◆ Task description:
Working from the line that contains "Indicate every instance of the food" down to the last line below, repeat each line exactly.

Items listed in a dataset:
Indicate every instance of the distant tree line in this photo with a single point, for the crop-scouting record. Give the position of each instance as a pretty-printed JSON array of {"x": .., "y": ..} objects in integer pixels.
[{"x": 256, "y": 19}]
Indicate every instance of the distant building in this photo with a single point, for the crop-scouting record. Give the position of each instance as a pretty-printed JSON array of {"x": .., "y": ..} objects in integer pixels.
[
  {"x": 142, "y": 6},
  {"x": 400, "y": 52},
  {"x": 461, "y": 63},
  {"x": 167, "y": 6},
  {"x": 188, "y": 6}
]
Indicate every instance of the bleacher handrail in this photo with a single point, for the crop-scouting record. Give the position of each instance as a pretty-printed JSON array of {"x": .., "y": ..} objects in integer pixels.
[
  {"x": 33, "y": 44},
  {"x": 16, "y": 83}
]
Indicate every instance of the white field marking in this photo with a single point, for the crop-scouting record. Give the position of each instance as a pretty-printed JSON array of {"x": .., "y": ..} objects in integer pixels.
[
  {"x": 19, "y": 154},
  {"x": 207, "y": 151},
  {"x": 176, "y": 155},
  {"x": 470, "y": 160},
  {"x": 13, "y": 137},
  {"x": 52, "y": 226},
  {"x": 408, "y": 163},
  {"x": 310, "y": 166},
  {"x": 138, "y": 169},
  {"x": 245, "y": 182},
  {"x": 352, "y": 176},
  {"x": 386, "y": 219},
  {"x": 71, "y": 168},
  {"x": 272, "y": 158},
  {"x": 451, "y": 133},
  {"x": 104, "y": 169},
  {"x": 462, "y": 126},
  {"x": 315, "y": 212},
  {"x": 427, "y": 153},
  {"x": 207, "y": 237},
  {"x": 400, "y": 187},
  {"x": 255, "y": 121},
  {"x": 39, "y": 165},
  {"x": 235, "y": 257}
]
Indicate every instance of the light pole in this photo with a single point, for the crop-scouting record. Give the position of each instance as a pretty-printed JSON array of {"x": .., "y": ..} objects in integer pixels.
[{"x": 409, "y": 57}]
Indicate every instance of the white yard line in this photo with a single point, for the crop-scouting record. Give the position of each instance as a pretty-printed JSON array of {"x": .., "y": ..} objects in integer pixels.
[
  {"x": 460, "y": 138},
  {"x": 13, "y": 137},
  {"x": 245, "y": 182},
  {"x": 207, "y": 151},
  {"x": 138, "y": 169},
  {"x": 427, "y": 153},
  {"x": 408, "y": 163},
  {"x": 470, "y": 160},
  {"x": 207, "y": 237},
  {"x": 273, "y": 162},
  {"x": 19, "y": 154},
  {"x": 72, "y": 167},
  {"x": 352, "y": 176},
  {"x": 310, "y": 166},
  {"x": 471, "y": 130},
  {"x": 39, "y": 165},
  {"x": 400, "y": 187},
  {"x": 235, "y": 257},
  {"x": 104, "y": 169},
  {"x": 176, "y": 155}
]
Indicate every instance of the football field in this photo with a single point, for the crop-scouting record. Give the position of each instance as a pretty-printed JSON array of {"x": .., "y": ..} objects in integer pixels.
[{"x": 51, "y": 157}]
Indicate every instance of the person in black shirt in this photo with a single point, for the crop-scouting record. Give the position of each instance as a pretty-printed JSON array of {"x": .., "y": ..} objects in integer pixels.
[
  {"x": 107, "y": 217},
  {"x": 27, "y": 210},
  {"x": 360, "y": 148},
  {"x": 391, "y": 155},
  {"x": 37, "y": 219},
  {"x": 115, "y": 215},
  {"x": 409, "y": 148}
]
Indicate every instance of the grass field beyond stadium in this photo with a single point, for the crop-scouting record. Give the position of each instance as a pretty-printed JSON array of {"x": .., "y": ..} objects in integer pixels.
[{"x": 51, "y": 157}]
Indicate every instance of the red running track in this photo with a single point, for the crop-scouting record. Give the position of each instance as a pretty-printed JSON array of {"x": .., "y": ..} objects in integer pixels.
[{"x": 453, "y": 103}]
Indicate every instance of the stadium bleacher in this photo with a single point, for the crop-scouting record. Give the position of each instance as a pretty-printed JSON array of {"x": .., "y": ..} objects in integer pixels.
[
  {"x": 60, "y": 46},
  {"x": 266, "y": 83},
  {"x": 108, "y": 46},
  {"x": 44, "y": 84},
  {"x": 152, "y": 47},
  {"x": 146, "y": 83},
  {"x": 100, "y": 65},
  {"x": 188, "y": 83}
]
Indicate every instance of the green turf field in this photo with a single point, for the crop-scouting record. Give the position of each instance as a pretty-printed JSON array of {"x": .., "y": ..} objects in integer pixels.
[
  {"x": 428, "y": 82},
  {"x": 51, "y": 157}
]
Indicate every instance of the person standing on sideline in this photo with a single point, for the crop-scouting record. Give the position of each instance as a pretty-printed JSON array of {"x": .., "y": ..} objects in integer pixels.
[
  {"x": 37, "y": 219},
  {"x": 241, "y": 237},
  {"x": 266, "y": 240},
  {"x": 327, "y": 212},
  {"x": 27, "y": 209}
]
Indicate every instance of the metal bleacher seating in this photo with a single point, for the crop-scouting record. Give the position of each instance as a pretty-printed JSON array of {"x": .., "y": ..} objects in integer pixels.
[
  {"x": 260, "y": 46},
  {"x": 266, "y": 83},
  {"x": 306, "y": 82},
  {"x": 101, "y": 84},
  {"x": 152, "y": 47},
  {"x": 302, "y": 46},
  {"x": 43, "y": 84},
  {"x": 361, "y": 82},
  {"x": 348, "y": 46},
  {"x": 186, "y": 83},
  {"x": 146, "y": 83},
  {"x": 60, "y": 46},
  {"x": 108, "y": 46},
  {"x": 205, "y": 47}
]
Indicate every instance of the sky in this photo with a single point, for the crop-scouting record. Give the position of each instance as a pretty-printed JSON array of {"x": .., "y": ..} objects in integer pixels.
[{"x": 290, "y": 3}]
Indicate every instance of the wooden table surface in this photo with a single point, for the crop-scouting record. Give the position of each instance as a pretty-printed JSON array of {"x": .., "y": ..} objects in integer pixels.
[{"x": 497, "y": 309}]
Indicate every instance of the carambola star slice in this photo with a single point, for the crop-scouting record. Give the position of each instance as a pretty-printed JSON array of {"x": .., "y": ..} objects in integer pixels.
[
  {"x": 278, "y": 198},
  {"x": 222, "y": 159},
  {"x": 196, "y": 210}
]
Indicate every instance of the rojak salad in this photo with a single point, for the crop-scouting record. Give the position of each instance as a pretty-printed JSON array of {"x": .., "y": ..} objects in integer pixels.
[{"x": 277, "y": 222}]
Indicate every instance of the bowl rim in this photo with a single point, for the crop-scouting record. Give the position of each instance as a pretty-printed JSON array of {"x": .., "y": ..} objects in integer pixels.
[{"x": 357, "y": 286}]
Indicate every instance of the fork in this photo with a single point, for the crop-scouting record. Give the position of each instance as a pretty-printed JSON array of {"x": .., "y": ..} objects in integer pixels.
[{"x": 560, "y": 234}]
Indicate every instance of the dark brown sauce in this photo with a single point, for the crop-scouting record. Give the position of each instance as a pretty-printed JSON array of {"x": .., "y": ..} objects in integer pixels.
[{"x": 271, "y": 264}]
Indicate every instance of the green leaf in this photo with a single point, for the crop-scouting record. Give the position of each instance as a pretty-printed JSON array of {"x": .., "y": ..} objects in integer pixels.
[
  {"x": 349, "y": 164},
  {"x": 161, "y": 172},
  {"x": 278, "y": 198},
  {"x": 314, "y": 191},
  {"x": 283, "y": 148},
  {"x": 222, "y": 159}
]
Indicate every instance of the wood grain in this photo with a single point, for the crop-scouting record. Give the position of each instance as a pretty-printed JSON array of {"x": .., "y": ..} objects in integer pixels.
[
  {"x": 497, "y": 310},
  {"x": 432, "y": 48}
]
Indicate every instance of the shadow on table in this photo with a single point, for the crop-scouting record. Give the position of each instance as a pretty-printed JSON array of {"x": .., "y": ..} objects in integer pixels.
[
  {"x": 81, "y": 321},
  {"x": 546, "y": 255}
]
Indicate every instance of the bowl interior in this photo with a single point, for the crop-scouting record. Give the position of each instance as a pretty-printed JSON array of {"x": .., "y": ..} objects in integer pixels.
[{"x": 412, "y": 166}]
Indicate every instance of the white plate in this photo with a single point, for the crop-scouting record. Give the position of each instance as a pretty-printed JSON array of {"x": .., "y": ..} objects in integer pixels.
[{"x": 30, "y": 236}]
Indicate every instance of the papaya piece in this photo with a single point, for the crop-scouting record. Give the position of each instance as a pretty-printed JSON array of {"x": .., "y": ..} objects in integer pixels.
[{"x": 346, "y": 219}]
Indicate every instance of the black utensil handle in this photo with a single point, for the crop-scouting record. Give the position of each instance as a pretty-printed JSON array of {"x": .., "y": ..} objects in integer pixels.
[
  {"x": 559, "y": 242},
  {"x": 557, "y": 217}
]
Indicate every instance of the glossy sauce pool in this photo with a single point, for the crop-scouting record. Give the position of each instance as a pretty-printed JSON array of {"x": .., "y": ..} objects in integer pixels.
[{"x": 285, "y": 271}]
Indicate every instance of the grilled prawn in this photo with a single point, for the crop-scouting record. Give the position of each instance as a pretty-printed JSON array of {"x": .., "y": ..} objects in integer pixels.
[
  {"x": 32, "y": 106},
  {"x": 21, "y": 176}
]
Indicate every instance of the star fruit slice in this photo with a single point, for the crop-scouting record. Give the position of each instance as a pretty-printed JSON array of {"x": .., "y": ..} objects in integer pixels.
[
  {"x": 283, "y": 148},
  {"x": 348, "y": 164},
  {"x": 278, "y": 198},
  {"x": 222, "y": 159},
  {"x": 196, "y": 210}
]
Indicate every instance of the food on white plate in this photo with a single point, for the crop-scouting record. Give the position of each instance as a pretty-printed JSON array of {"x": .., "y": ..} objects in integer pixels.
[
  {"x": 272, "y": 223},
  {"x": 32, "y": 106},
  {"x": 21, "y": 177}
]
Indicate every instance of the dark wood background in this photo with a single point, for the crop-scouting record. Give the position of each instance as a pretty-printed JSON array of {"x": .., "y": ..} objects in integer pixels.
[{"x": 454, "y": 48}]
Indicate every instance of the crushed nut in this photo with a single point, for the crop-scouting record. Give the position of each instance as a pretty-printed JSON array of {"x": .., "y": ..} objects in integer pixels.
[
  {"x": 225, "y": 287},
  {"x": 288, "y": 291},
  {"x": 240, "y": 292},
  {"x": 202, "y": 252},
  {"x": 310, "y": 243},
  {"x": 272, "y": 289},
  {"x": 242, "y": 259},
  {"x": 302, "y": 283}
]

◆ Response to this task:
Indicate every instance of the food on white plate in this photo with a single point, for the crop-scouting record. Give the position of each instance as a pretty-printed JSON array of {"x": .., "y": ..} objects in integer pixels.
[
  {"x": 272, "y": 223},
  {"x": 32, "y": 106},
  {"x": 21, "y": 177}
]
Indicate every instance of the dark wood background in this photo with a single point, for the crop-scouting record. Give the position of each instance as a pretty-printed JSON array of {"x": .., "y": ..} objects in integer pixels.
[{"x": 454, "y": 48}]
Indicate every instance of the crushed nut in this photo with a single point, for the crop-scouting record. Give the position of each instance as a pretty-printed JSON array of {"x": .., "y": ..} objects in integer pixels.
[
  {"x": 225, "y": 287},
  {"x": 288, "y": 291},
  {"x": 240, "y": 292},
  {"x": 202, "y": 252},
  {"x": 310, "y": 243},
  {"x": 272, "y": 289},
  {"x": 242, "y": 259},
  {"x": 302, "y": 283}
]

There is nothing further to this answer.